DOCUMENT SEGMENT:
[start]
Everyone travelling any distance will surely carry a pump and spare inner tubes. However, other things are also useful to have. Even on shorter rides, the walk home or to the nearest bike shop can take quite some time, but when riding longer distances and if you may be a longer distance from "civilization" then it's even more important to be well prepared.

At the moment, my toolkit contains the following:
  • Multi-tool. This is actually the only new thing in my tool-kit. A Beto multi-tool. It includes all the sizes of spanner, screw-driver and Allen key which I may need. Previously I had to carry more than one such tool to cover everything.
  • In the past I also carried a separate chain tool, however my new multi-tool includes one, so that saves a bit more weight.
  • The puncture repair kit is a Rema Tip-Top kit. I've used these for years as they have, in my opinion, the best quality patches. This one has been part of my kit for years, but is newly stocked with patches and glue.
[end]
TASK LIST:
- A) Answer these about the bike toolkit text, one line each:
(i) What brand is the multi-tool?
(ii) Which separate tool is no longer carried because the multi-tool includes one?
(iii) What brand is the puncture repair kit?
- B) Extend the bike toolkit text past its final sentence.
The rows play no part in this.

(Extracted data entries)
[start]
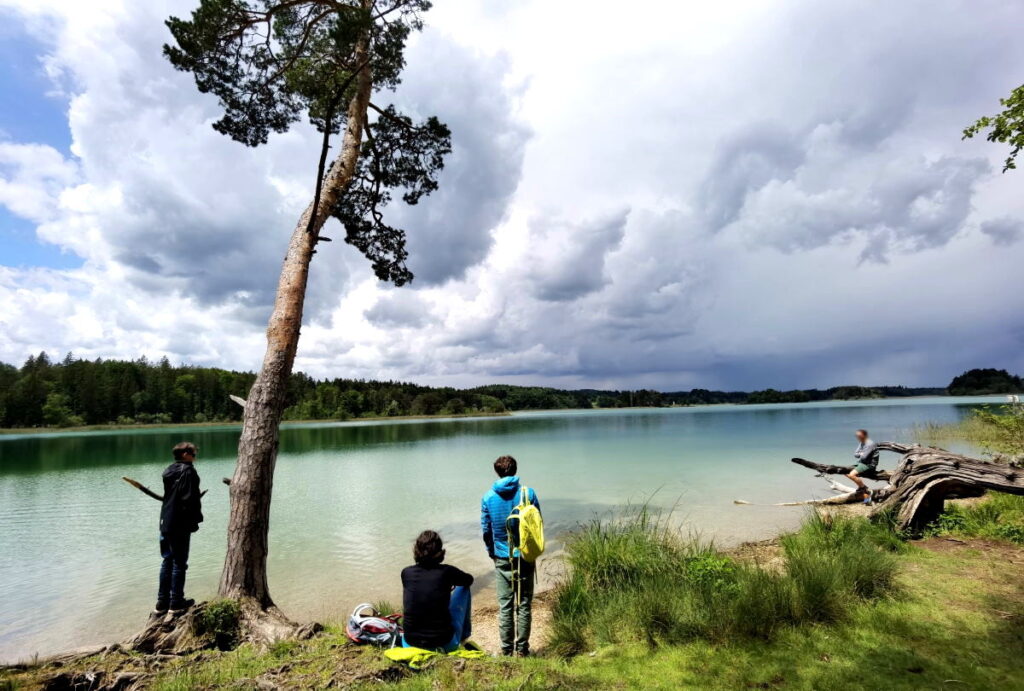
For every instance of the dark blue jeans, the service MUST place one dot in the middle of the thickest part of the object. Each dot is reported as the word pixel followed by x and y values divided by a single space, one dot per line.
pixel 174 550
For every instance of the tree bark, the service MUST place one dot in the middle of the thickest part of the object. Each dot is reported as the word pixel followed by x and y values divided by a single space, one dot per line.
pixel 244 575
pixel 924 479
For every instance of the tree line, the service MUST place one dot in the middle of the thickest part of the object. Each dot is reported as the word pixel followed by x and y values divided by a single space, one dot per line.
pixel 74 392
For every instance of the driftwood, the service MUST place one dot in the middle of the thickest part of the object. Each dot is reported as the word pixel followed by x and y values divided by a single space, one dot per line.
pixel 923 480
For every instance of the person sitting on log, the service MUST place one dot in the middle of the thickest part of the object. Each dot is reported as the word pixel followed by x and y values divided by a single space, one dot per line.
pixel 179 517
pixel 867 462
pixel 435 599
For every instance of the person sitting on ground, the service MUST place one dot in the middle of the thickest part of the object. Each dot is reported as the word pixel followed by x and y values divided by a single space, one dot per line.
pixel 435 599
pixel 179 517
pixel 867 461
pixel 514 575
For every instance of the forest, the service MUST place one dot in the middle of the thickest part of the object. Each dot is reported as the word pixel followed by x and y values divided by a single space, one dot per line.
pixel 77 392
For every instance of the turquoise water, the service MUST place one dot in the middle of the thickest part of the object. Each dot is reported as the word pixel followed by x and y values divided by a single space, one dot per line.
pixel 78 547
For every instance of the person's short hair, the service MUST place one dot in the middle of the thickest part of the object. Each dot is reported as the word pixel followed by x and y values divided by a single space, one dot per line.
pixel 428 549
pixel 505 466
pixel 183 447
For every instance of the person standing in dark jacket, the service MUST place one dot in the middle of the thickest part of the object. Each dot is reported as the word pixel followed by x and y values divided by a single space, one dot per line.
pixel 179 517
pixel 435 599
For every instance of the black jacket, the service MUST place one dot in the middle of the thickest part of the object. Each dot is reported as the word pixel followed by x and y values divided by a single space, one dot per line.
pixel 427 592
pixel 182 511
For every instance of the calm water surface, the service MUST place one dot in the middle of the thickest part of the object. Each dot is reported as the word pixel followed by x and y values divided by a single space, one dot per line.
pixel 78 547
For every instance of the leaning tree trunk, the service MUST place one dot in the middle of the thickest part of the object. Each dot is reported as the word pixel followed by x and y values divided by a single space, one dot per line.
pixel 244 576
pixel 924 479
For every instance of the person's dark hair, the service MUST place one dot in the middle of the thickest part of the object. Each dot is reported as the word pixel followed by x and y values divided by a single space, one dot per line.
pixel 505 466
pixel 183 447
pixel 428 549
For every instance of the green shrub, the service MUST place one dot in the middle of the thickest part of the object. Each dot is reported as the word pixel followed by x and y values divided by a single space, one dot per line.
pixel 998 517
pixel 218 619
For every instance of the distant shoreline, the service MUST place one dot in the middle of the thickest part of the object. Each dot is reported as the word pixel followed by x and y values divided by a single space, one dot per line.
pixel 120 428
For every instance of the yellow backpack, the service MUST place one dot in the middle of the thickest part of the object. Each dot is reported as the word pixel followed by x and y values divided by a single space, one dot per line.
pixel 525 528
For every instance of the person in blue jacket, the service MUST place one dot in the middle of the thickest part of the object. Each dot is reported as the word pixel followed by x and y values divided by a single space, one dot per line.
pixel 514 575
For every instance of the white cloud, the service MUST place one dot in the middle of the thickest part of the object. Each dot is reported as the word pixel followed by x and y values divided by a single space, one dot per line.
pixel 675 198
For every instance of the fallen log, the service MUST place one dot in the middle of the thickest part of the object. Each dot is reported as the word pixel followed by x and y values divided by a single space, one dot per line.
pixel 824 469
pixel 923 480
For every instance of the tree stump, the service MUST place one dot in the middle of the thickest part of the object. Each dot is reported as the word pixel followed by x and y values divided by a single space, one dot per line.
pixel 924 479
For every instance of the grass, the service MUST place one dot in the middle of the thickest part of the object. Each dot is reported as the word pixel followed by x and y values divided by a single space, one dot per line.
pixel 846 605
pixel 638 580
pixel 997 430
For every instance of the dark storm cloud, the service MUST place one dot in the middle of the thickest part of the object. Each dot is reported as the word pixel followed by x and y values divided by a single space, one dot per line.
pixel 1004 231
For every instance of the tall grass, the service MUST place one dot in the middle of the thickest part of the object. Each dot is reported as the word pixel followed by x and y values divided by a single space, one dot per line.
pixel 997 430
pixel 638 578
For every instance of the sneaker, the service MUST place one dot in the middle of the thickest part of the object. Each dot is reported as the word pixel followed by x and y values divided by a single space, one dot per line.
pixel 184 605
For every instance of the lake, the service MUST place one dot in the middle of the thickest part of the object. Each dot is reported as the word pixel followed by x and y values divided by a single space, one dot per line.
pixel 78 547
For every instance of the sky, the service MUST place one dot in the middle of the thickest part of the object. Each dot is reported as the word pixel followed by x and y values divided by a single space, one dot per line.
pixel 736 195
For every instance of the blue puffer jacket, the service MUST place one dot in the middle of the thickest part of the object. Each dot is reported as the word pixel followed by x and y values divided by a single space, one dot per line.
pixel 496 507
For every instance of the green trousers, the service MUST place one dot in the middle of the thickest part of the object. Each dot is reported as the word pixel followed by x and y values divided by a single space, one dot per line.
pixel 513 622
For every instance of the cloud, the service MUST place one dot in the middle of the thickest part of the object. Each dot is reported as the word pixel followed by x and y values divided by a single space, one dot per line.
pixel 398 309
pixel 1004 231
pixel 32 177
pixel 451 230
pixel 566 260
pixel 747 198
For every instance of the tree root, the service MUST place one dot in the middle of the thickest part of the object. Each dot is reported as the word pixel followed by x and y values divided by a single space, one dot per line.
pixel 923 480
pixel 186 633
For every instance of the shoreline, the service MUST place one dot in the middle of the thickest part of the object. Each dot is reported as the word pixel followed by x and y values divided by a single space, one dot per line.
pixel 114 427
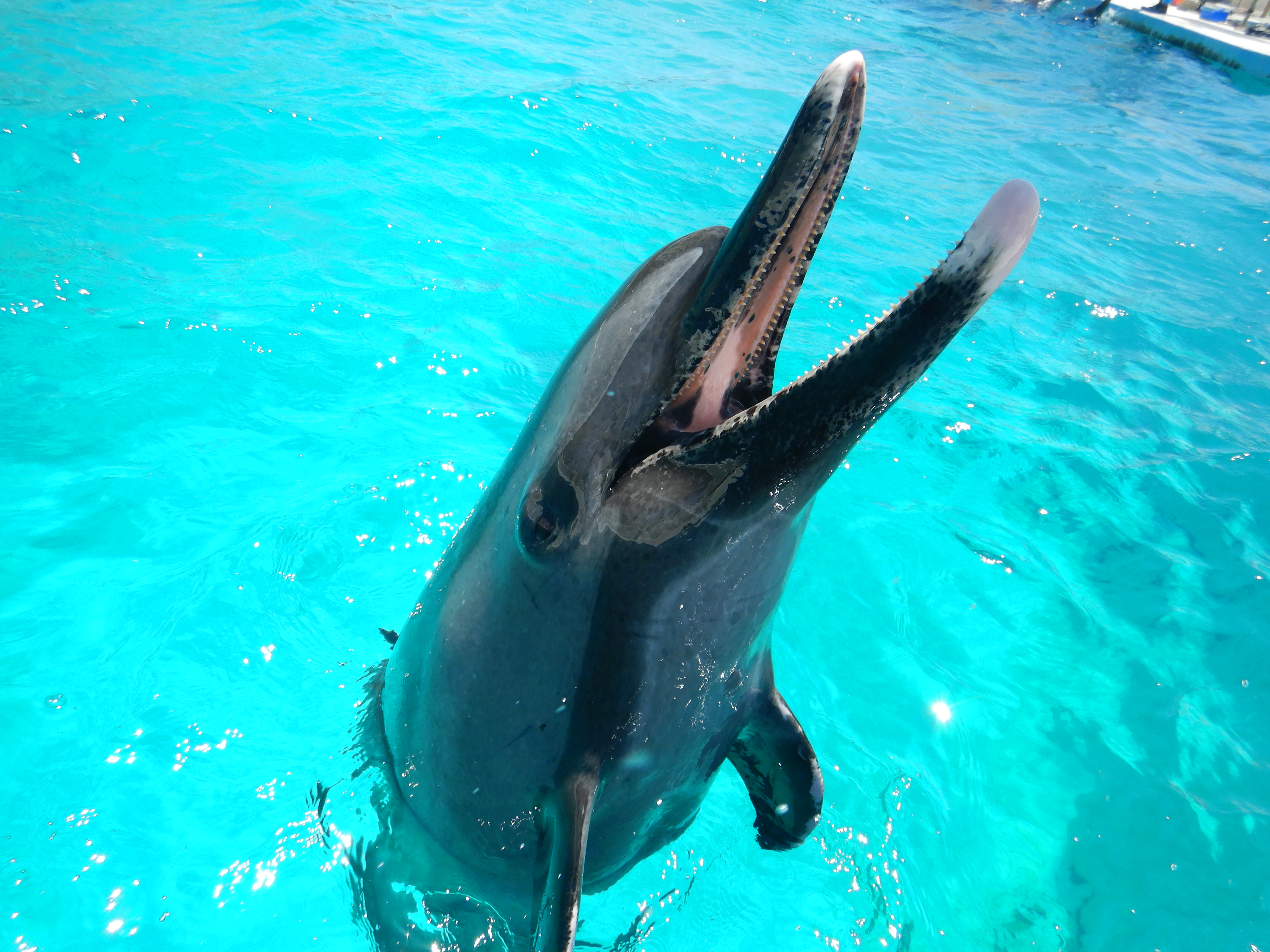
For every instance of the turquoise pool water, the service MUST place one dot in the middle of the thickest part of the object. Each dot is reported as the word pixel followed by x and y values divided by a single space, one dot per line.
pixel 265 263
[end]
RESPONSES PER TASK:
- A)
(i) Beto
(ii) A chain tool
(iii) Rema Tip-Top

- B)
  • When removing and refitting tyres, it is best to do so without using tyre levers as they can damage the tube further. However, if you have tight fitting tyres, or you find yourself doing the work with cold and wet fingers then a good set of tyre levers are well worth having. The Schwalbe tyre levers are well shaped, and wider than most, which minimises the risk of damage. I've had this set for years and they work well.
  • Well made wheels shouldn't go out of true in normal use. However, accidents happen and I like to be prepared. Spokey Spoke Keys are perhaps the lightest weight good quality spoke key. Mine has had a lot of use over the years, both building wheels at home as well as straightening them on tour. Usually in order to keep moving with a single broken spoke you merely need to slightly loosen off the two spokes either side of that which is broken so that the wheel straightens out. However, carrying a few spare spokes of the correct size means that replacements can be installed and the wheel can be made perfect again quite quickly.
  • A little duct tape wound onto a stick, some bendable wire, and a few zip-ties don't weigh much and don't cost much. However, they can be used for many repairs. In the past I've used tape to hold together broken lights, zip-ties to affix mudguards and wire to keep on a heavily loaded rack.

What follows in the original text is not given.